**Исходный текст:**
○ ○ ○ ○ ○ ○ ○
Показательно, например, что в итоговом документе сентябрьского 1989 г. пленума ЦК КПСС эта проблема была обозначена лишь мимоходом, в числе многих других нюансов национальной политики: "Постоянно принимать в расчет отношения не только между национально— государственными образованиями внутри Союза, но и (но и!) между нациями, народностями и национальными группами в республиках и регионах" (23). Помнится, когда я поинтересовался мнением одного из ответственных работников ЦК КПСС по поводу этого "но и", он, нисколько, видимо, не ощущая ложности ситуации, ответил, что включение народов в число участников межэтнических отношений, хотя бы и во вторую очередь, — это уже крупное достижение партийной мысли.

В том же документе содержится и другое любопытное положение установка на восстановление "ленинского принципа национального самоопределения в его подлинном значении". О "подлинном значении" говорить, наверное, можно, поскольку Ленин оставил на этот счет достаточно ясные указания, но дело-то в том, что ленинская формула самоопределения не имела универсалистского характера. Она была предназначена для конкретных целей преодоления национального неравноправия, существовавшего в дореволюционной России, и построения советского государства.
○ ○ ○ ○ ○ ○ ○
**Записи из источника данных:**
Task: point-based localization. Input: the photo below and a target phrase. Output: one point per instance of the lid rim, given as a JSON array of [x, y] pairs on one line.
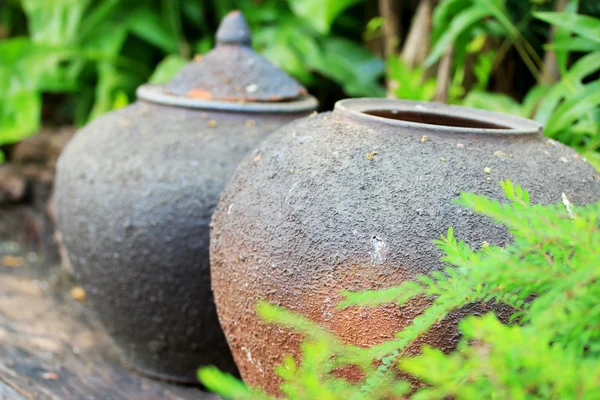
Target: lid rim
[[157, 94]]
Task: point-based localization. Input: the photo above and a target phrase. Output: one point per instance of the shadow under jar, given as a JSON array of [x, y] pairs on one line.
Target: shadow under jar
[[135, 193], [372, 185]]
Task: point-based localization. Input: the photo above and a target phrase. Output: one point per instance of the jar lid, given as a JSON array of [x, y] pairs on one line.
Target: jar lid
[[231, 73]]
○ ○ ○ ○ ○ ○ ○
**Задания для выполнения:**
1) Согласно фрагменту о национальной политике, для каких целей предназначалась ленинская формула самоопределения?
2) Выведи дословно все записи из источника данных, от первой до последней, картинки в ответ не включай.

**Результаты по порядку:**
1) Для преодоления национального неравноправия, существовавшего в дореволюционной России, и построения советского государства.

2)
Task: point-based localization. Input: the photo below and a target phrase. Output: one point per instance of the lid rim, given as a JSON array of [x, y] pairs on one line.
Target: lid rim
[[157, 94]]
Task: point-based localization. Input: the photo above and a target phrase. Output: one point per instance of the shadow under jar, given as a JSON array of [x, y] pairs on one line.
Target: shadow under jar
[[135, 193], [372, 185]]
Task: point-based localization. Input: the photo above and a target phrase. Output: one point per instance of the jar lid, given as a JSON array of [x, y] pairs on one line.
Target: jar lid
[[231, 73]]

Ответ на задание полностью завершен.